Text excerpt ->
• • • •
Setup

μLIF Setup.



Custom Self-Assembly Chip.

RhB@PLB Solution. We fabricate colloidal solutions by incorporating fluorescent dyes into polystyrene latex beads, in order to measure the level of saturation as a function of fluorescence intensity. Prior to the addition of rhodamine B (Acros Organics), a 0.1 M sodium bicarbonate buffer at pH 9.4 is prepared to ensure proper color concentration of the dye. The buffer is made with 30 ml of 0.1 M sodium carbonate and 70 ml of 0.1 M sodium bicarbonate and is diluted to 0.2 mM. Then, rhodamine B is added to the buffer solution to make a 0.1 mM fluorescence solution. The rhodamine B solutions are refined before use with a syringe filter (0.2 μm pore size). After this, monodisperse sulfate latex beads with an 8% concentration (Thermofisher Scientific, Life Technologies Corporation) and particles with 300 nm diameter are dispersed in diluted water via sonication for 20 minutes. Finally, the colloidal solution is diluted from 8% to 4% by adding rhodamine B solutions to create the RhB@PLB solution.
• • • •
Dataset entries ->
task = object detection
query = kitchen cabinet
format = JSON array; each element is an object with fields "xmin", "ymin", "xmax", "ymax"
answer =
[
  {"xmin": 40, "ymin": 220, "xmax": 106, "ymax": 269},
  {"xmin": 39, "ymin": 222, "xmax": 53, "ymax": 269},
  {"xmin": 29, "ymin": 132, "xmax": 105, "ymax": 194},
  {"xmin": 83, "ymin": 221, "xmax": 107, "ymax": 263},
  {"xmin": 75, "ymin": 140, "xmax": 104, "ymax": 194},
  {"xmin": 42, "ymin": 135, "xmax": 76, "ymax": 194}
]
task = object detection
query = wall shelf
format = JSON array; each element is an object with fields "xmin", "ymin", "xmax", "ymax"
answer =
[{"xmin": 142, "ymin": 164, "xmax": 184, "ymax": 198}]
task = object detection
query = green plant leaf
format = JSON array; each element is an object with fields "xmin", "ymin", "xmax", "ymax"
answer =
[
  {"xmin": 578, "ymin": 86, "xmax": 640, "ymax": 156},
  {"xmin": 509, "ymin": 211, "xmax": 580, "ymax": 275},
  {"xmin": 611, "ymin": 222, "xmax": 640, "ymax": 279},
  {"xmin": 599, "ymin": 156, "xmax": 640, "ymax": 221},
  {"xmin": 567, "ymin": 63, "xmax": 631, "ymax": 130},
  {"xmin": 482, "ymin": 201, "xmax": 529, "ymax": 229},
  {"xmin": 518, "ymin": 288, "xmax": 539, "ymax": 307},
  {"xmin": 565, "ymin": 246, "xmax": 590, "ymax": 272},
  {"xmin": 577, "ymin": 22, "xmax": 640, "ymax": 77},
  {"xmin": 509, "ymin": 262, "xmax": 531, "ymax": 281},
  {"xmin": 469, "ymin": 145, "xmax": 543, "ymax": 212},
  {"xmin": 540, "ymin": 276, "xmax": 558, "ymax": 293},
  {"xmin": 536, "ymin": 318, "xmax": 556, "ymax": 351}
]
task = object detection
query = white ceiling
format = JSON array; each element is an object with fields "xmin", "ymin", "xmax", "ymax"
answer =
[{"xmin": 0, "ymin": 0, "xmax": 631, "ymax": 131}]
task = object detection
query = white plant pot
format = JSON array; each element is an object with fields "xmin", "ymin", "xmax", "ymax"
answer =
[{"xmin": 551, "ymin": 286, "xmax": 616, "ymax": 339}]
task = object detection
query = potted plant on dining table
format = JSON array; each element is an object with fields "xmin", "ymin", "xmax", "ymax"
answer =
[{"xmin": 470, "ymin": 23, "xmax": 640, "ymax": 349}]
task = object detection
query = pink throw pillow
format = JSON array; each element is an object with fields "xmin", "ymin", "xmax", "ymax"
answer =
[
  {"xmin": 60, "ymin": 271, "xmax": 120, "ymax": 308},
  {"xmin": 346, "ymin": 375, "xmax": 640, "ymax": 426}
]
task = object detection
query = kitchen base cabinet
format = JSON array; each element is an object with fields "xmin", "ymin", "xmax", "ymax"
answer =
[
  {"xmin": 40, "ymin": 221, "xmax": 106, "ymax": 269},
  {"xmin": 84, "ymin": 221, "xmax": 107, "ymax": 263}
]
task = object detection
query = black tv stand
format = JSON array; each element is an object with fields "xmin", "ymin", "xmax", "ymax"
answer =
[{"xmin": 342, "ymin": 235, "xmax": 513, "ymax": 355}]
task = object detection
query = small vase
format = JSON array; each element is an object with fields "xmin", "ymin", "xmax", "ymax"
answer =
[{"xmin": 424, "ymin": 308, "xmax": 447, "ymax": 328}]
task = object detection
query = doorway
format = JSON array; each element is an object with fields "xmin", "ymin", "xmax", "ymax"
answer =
• • • •
The tasks ->
#1 Write out the full setup description word for word.
#2 Extract every line in the rows that contains the string "plant".

Final answers ->
#1
Setup

μLIF Setup.



Custom Self-Assembly Chip.

RhB@PLB Solution. We fabricate colloidal solutions by incorporating fluorescent dyes into polystyrene latex beads, in order to measure the level of saturation as a function of fluorescence intensity. Prior to the addition of rhodamine B (Acros Organics), a 0.1 M sodium bicarbonate buffer at pH 9.4 is prepared to ensure proper color concentration of the dye. The buffer is made with 30 ml of 0.1 M sodium carbonate and 70 ml of 0.1 M sodium bicarbonate and is diluted to 0.2 mM. Then, rhodamine B is added to the buffer solution to make a 0.1 mM fluorescence solution. The rhodamine B solutions are refined before use with a syringe filter (0.2 μm pore size). After this, monodisperse sulfate latex beads with an 8% concentration (Thermofisher Scientific, Life Technologies Corporation) and particles with 300 nm diameter are dispersed in diluted water via sonication for 20 minutes. Finally, the colloidal solution is diluted from 8% to 4% by adding rhodamine B solutions to create the RhB@PLB solution.

#2
query = green plant leaf
query = white plant pot
query = potted plant on dining table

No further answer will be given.